▶ [DOCUMENT SECTION]
WD-SIA-2.0, going forward

Douglas Tody dtody at nrao.edu
Tue Jan 14 09:32:01 PST 2014


Hi Pat -

The traffic on the DAL list last week got messed up; our earlier
messages came through out of order and one earlier message (your initial
posting) was missed.  I did not notice until later that this message
from you below was a new one.

Anyway, to get back to the issue of the automated virtual data
generation (AVDG) capability, if the query can describe virtual data
products that will be computed only if accessed, and the service
implementation chooses to use accessData to compute those data products
(reasonable since accessData likely provides the functionality to do
so), then of course there can be coupling between the query and
accessData.  However, this is not done explicitly, i.e. there is no
explicit coupling.  The client just sees an acref URL, which may or may
not be invoking accessData internally within the URL.

AVDG is more than just an optimization.  Yes, in principle the client
might be able to do the same thing by 1) discovering the image dataset
or datasets of interest, 2) querying those for their image metadata; 3)
querying the metadata for the image service to determine whether an
accessData capability exists and what its capabilities are; 4) invoking
accessData to compute the metadata for a virtual image corresponding to
the original discovery query, 5) invoking the accessData request to
compute a virtual image.

The above is what AVDG does, all on a single operation.  Steps 1-4 are
part of the query, and 5) is hidden within the acref for the virtual
image, if indeed accessData is used to generate the specific image
product.  The service implementation could also use something other than
accessData, or it what is used might be image-specific.

This is more than a single operation as the client has to know a great
deal about the data and the service to do all this, and the high degree
of information hiding provides scope for the service to do things behind
the scenes that would not be possible via the public service API.  Even
then, if the client does all that, we are only talking about accessing a
single image via a single service.  If we then scale up to querying
multiple image datasets, data collections, or services, it is basically
unworkable.  AVDG makes automated virtual data generation simple for the
client and provides scalability, by moving most of the logic to the
server side, where many things which would otherwise have to be queried
via public interfaces are known intrinsically.

▶ [SUPPLIED RECORDS]

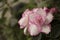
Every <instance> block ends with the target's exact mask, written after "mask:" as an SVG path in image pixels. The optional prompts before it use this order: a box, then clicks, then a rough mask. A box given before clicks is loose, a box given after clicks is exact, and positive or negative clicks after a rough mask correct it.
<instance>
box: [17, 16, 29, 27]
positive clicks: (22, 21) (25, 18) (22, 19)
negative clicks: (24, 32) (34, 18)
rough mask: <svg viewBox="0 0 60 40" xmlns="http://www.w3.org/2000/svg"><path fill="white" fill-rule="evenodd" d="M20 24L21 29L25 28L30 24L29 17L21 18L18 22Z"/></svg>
mask: <svg viewBox="0 0 60 40" xmlns="http://www.w3.org/2000/svg"><path fill="white" fill-rule="evenodd" d="M18 23H19V25H20V28H24V27H25V26H26V25H27V24H28V16H25V17H23V18H21V19H20V20H19V21H18Z"/></svg>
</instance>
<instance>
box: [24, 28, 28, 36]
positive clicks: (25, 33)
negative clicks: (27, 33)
mask: <svg viewBox="0 0 60 40" xmlns="http://www.w3.org/2000/svg"><path fill="white" fill-rule="evenodd" d="M27 29H28V27H25V28H24V34H25V35H26V34H27Z"/></svg>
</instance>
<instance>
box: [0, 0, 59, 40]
mask: <svg viewBox="0 0 60 40" xmlns="http://www.w3.org/2000/svg"><path fill="white" fill-rule="evenodd" d="M44 6H45V7H48V8H52V7H55V8H56V11H57V12H56V13H54V20H53V21H52V22H51V25H52V29H51V32H50V33H49V34H48V35H46V34H44V33H41V34H39V35H37V36H34V37H32V36H26V35H24V34H23V30H22V29H20V26H19V25H18V20H19V19H20V18H21V15H22V13H23V12H24V11H25V10H26V9H27V8H29V9H32V8H35V7H44ZM0 40H60V0H0Z"/></svg>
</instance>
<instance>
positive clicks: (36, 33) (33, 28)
mask: <svg viewBox="0 0 60 40" xmlns="http://www.w3.org/2000/svg"><path fill="white" fill-rule="evenodd" d="M39 31H40V30H39V29H38V27H37V25H35V24H30V26H29V28H28V32H29V33H30V35H31V36H35V35H37V34H39Z"/></svg>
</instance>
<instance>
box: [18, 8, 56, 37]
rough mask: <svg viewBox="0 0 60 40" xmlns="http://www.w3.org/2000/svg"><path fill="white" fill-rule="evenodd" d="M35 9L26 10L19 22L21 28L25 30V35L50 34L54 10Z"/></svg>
mask: <svg viewBox="0 0 60 40" xmlns="http://www.w3.org/2000/svg"><path fill="white" fill-rule="evenodd" d="M47 10H48V8H46V7H44V8H34V9H32V10H29V9H26V10H25V11H24V13H23V14H22V18H21V19H20V20H19V21H18V23H19V25H20V28H21V29H22V28H23V29H24V34H27V32H28V33H29V34H30V35H31V36H36V35H38V34H39V33H41V32H43V33H46V34H48V33H49V32H50V31H51V25H50V23H51V22H52V20H53V12H54V11H55V9H54V8H52V9H49V10H48V12H47Z"/></svg>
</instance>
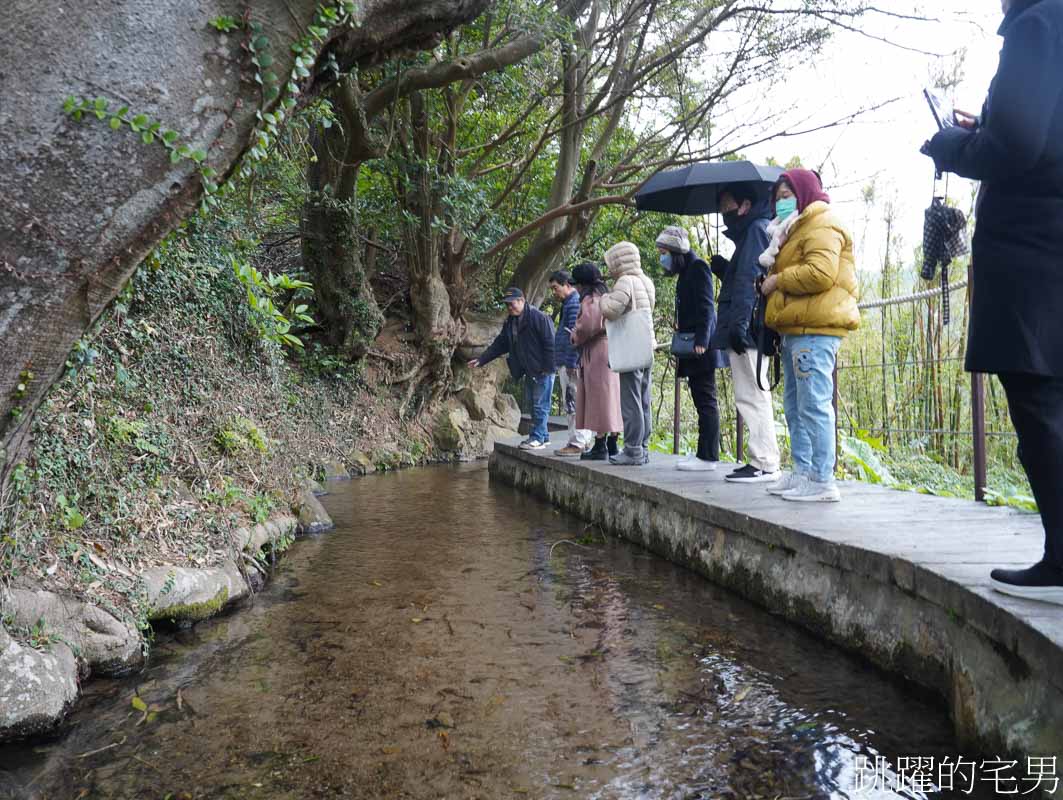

▶ [WHAT TO WORK ON]
1) From the mailing-list message on automated virtual data generation, extract verbatim the passage that opens with the words containing "querying the metadata" and closes with "a virtual image.".
2) In the mailing-list message on automated virtual data generation, what does the client see instead of an explicit coupling between the query and accessData?
3) Write the next part of the mailing-list message on automated virtual data generation, beginning after its last sentence.

▶ [TASK-BY-TASK RESULTS]
1)
querying the metadata for the image service to determine whether an
accessData capability exists and what its capabilities are; 4) invoking
accessData to compute the metadata for a virtual image corresponding to
the original discovery query, 5) invoking the accessData request to
compute a virtual image.

2) The client sees an acref URL, which may or may not invoke accessData internally.

3)
To summarize, a simple discovery query just finds static archival images
and tells the client what is available.  AVDG takes it a step further;
the client describes the image data it wants for analysis, and the
service automatically computes how close it can come to what is
requested by generating virtual data.

SIAV1 has always had this capability, however it was done by defining
different subclasses of image services: archival, cutout, mosaic.  It
turned out to be awkward to have different service subtypes (a service
that can do virtual data generation can also easily return archival
images); adding the mode parameter allows a single service to provide
the full range of capabilities it implements.

AccessData also does virtual data generation, but comes at it from the
complete opposite direction: explicit client-directed access instead of
automated data generation.  But client-directed access is what we need
for a different type of use-case, repeated precision access to a single
large image cube being a prime example.

Our VAO SIAV2 prototype already provides all of this: simple archival
image retrieval, AVDG via queryData and the mode parameter, and
accessData, although the accessData functionality provided is limited to
simple cutout generation at this point.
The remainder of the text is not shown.